» TASK PROMPT: The entire listing below is to be reproduced exactly.

########

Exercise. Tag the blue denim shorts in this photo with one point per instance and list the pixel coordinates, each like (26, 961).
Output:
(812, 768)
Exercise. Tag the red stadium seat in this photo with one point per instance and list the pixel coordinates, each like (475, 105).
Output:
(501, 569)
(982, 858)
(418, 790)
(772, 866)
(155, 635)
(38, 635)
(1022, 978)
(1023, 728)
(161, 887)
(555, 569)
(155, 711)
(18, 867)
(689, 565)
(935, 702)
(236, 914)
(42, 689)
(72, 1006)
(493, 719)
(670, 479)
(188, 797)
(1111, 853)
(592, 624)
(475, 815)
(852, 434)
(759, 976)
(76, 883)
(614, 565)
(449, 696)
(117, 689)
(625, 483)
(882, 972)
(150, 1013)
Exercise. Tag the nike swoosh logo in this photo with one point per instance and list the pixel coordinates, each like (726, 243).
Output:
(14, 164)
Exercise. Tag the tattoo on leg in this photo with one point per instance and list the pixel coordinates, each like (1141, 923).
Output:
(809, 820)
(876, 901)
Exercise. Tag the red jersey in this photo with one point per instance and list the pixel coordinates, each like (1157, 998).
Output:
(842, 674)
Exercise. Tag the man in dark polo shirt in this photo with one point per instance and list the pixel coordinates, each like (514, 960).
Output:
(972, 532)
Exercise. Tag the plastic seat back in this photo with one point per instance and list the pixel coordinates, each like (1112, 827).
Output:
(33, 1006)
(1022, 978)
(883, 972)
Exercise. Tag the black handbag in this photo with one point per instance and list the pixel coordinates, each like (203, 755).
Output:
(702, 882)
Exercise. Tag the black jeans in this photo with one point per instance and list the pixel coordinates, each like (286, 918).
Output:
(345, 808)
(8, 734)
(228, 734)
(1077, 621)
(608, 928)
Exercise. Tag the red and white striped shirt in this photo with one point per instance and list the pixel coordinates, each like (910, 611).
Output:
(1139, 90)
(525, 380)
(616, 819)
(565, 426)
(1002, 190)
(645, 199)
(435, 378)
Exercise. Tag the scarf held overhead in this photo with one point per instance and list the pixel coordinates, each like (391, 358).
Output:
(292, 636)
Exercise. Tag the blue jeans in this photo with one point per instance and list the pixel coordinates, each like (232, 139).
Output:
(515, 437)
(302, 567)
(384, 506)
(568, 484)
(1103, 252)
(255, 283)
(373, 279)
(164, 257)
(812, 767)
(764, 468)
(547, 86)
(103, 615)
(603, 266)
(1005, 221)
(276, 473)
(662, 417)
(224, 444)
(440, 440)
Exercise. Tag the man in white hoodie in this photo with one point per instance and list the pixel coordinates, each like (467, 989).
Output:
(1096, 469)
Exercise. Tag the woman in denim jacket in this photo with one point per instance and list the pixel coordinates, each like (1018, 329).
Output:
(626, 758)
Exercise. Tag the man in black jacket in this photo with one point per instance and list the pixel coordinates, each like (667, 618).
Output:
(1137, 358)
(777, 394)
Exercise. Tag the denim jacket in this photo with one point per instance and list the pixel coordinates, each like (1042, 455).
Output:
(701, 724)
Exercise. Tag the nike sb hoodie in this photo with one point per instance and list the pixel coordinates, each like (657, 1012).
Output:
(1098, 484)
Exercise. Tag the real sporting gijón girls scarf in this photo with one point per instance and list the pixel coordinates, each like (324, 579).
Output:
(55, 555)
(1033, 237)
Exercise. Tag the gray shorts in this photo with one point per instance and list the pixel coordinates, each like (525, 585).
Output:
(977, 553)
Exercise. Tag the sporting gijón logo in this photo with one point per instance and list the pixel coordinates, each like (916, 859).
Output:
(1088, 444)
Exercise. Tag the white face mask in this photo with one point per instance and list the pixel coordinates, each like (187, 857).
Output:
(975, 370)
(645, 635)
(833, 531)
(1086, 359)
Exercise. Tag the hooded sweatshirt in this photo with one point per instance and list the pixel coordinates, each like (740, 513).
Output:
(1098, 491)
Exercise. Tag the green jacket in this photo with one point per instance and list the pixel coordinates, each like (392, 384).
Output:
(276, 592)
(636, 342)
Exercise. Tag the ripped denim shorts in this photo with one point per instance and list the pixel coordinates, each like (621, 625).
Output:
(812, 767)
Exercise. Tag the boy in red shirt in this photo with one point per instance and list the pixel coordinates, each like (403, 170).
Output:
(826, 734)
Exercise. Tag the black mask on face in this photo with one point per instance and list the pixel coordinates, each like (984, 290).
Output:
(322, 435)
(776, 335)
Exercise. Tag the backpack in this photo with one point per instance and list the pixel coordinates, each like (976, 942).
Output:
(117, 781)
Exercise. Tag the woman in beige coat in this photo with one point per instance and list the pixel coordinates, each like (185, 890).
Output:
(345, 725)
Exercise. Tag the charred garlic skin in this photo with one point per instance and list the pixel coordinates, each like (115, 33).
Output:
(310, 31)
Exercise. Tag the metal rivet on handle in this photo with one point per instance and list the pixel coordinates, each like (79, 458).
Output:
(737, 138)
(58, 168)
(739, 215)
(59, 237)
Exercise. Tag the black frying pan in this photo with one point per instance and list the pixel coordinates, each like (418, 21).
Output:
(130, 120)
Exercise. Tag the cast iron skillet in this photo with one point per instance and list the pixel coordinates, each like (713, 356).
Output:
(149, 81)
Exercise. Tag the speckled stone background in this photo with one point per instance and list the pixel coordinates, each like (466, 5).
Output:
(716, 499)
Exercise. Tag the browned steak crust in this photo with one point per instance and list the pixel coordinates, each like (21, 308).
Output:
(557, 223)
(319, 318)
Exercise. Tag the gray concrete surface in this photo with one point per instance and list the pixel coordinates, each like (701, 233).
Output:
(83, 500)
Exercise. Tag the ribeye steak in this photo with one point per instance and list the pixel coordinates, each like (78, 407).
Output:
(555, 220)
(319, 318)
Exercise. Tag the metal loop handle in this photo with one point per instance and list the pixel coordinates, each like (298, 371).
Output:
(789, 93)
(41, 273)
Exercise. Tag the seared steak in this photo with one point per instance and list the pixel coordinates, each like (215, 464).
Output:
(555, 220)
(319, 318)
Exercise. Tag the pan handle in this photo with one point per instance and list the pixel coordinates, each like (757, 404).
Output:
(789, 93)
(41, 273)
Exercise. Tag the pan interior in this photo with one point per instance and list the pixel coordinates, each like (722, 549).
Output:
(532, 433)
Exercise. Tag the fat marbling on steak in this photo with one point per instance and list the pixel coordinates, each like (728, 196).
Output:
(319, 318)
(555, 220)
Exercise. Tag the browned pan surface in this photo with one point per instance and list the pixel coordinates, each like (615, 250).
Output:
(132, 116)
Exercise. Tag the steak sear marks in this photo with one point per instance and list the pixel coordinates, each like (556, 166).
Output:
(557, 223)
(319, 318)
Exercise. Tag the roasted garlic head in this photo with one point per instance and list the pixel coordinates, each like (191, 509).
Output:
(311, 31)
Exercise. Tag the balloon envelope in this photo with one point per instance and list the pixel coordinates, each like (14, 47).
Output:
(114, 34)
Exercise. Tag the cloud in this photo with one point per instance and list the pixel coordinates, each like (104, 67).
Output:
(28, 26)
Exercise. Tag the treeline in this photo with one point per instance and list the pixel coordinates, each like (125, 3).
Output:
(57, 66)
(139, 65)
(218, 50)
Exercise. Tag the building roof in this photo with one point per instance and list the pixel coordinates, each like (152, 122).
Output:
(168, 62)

########

» ANSWER SPACE:
Exercise. Tag the blue denim shorts in this photo with one point per instance and list the pixel coordinates, each like (26, 961).
Output:
(812, 768)
Exercise. Tag the red stadium seat in this photo with one point per instance and list the pixel coordinates, each like (475, 105).
Output:
(501, 569)
(982, 858)
(418, 790)
(772, 866)
(155, 635)
(38, 635)
(1022, 978)
(1023, 728)
(161, 887)
(555, 569)
(155, 711)
(18, 867)
(689, 565)
(935, 702)
(236, 914)
(42, 689)
(72, 1006)
(493, 719)
(670, 479)
(188, 797)
(1111, 853)
(592, 624)
(475, 815)
(852, 434)
(759, 976)
(76, 883)
(614, 565)
(449, 696)
(117, 689)
(625, 483)
(882, 972)
(150, 1013)
Exercise. Tag the nike swoosh logo in this photo with one point per instance and list the pixel coordinates, each like (726, 243).
Output:
(14, 164)
Exercise. Tag the tattoo on leg in this photo with one point per instance and list the pixel coordinates, each like (1141, 923).
Output:
(809, 820)
(876, 901)
Exercise. Tag the red jersey in this photo with one point per instance and list the pixel coordinates, each like (1157, 998).
Output:
(842, 674)
Exercise. Tag the man in dark polo shirt in this photo with one point per instance and list the pixel coordinates, each like (514, 960).
Output:
(972, 532)
Exercise. Tag the plastic seat back in this photo with one point per instance and list the pixel coordinates, each like (1112, 827).
Output:
(33, 1006)
(1022, 978)
(883, 972)
Exercise. Tag the black handbag in this photo with one point per instance and list the pixel coordinates, each like (203, 755).
Output:
(702, 882)
Exercise. Tag the black jeans in this photo with one point per instance and list the pixel coordinates, each like (286, 918).
Output:
(345, 808)
(8, 734)
(228, 734)
(1077, 621)
(608, 928)
Exercise. Tag the red and white striped shirt in this photo with one point per instance and list the pixel coordinates, each like (910, 611).
Output:
(1139, 90)
(525, 380)
(616, 819)
(565, 426)
(1002, 190)
(645, 199)
(435, 378)
Exercise. Tag the scarf held overhead in this photo with one point per instance and list the pixel coordinates, each like (391, 358).
Output:
(292, 636)
Exercise. Tag the blue jeans in this photo with one point per instance and list the pixel coordinates, each like (232, 139).
Output:
(515, 437)
(302, 567)
(384, 506)
(568, 484)
(1103, 252)
(255, 283)
(373, 279)
(164, 257)
(812, 767)
(764, 468)
(547, 86)
(103, 615)
(603, 266)
(1005, 221)
(276, 473)
(662, 417)
(224, 444)
(440, 440)
Exercise. Tag the man in white hoodie in this photo with one point per instance and list the pixel coordinates, each like (467, 989).
Output:
(1096, 469)
Exercise. Tag the woman in denim jacket in this photo with one point per instance and list the pixel coordinates, each like (1018, 329).
Output:
(626, 758)
Exercise. Tag the man in black jacket in this photo with one point per instance and list the pixel coordinates, each like (667, 618).
Output:
(1137, 358)
(777, 394)
Exercise. Tag the denim jacket in this photo with one point per instance and list the pixel coordinates, each like (1042, 455).
Output:
(701, 724)
Exercise. Tag the nike sb hoodie in this photo with one point per instance and list the pixel coordinates, each like (657, 1012).
Output:
(1098, 484)
Exercise. Tag the real sporting gijón girls scarf in this photo with one point per instance and list the pixel coordinates, each like (324, 579).
Output:
(55, 555)
(1033, 237)
Exercise. Tag the gray shorts in this photo with one point per instance and list the pixel coordinates, each like (525, 585).
Output:
(977, 553)
Exercise. Tag the sporting gijón logo in this photo with one point per instance and list the pixel coordinates, each like (916, 859).
Output:
(1088, 444)
Exercise. Tag the white face mask in this photo with one point per instance and list the pixel coordinates, each like (187, 857).
Output:
(975, 370)
(645, 635)
(833, 531)
(1086, 359)
Exercise. Tag the hooded sweatshirt in this photo with one point per instance and list the pixel coordinates, each like (740, 513).
Output:
(1098, 491)
Exercise. Tag the green jacket in this photo with one point per instance and list the pixel coordinates, each like (392, 384).
Output:
(276, 592)
(636, 342)
Exercise. Tag the ripped denim shorts in this photo with one point per instance and list the pixel coordinates, each like (621, 625).
Output:
(812, 767)
Exercise. Tag the boy in red shirt in this photo with one point per instance and list the pixel coordinates, each like (403, 170).
Output:
(826, 734)
Exercise. Tag the black mask on face in this photo with one point per instance and list the pixel coordinates, each like (984, 290).
Output:
(322, 435)
(776, 335)
Exercise. Tag the backpack in this photo with one point per instance and list the pixel coordinates, each like (976, 942).
Output:
(117, 781)
Exercise. Tag the woman in beige coat in this photo with one point per instance and list the pixel coordinates, each like (185, 890).
Output:
(345, 725)
Exercise. Tag the charred garlic skin in this photo with one point per instance and list the pixel coordinates, each like (115, 33).
Output:
(310, 31)
Exercise. Tag the metal rivet on handle in this photo with one point per instance and list the pixel coordinates, each like (79, 458).
Output:
(737, 138)
(58, 168)
(739, 215)
(59, 237)
Exercise. Tag the black frying pan in this photo with one point per instance and list the pixel coordinates, each like (418, 21).
Output:
(130, 120)
Exercise. Tag the cast iron skillet in this photo with one point per instance and list the pixel coordinates, each like (713, 356).
Output:
(149, 81)
Exercise. Tag the speckled stone background in this photo with one point per instance and list the pixel coordinates, each like (466, 5).
Output:
(716, 499)
Exercise. Tag the browned steak crust in this photo with one point per instance and list the pixel coordinates, each like (21, 308).
Output:
(557, 223)
(319, 318)
Exercise. Tag the gray concrete surface in this photo with one point per instance and list the pixel coordinates, each like (701, 233).
Output:
(83, 500)
Exercise. Tag the ribeye steak in this photo with one point per instance and list the pixel coordinates, each like (78, 407).
Output:
(555, 220)
(319, 318)
Exercise. Tag the metal loop handle in this photo with one point per instance and list the pixel coordinates, each like (298, 371).
Output:
(789, 93)
(41, 273)
Exercise. Tag the seared steak in this photo with one point per instance and list the pixel coordinates, each like (215, 464).
Output:
(555, 220)
(319, 318)
Exercise. Tag the pan handle in this photo with one point per instance and list the pixel coordinates, each like (757, 404).
Output:
(789, 93)
(41, 273)
Exercise. Tag the pan interior in this photo with one point per instance and list the pixel coordinates, each like (722, 549).
Output:
(532, 433)
Exercise. Tag the fat marbling on steak in this photo with one point per instance and list the pixel coordinates, each like (728, 196).
Output:
(319, 318)
(555, 220)
Exercise. Tag the browned pan surface in this photo with one point per instance and list the pixel coordinates, each like (615, 250).
Output:
(132, 116)
Exercise. Tag the steak sear marks in this photo with one point per instance and list the pixel coordinates, each like (556, 166).
Output:
(557, 223)
(319, 318)
Exercise. Tag the roasted garlic head in this photo with one point per instance and list the pixel coordinates, each like (191, 509).
Output:
(311, 31)
Exercise. Tag the balloon envelope in this photo with one point per instance and list the pixel coordinates, each like (14, 47).
Output:
(114, 34)
Exercise. Tag the cloud in this photo with one point per instance and list the pixel coordinates, each like (104, 67).
Output:
(28, 26)
Exercise. Tag the treeline in this photo with one point per instance and list the pixel coordinates, each like (125, 3).
Output:
(57, 66)
(139, 65)
(218, 50)
Exercise. Tag the building roof in this photo with one point per instance and list the pixel coordinates, each like (152, 122).
Output:
(168, 62)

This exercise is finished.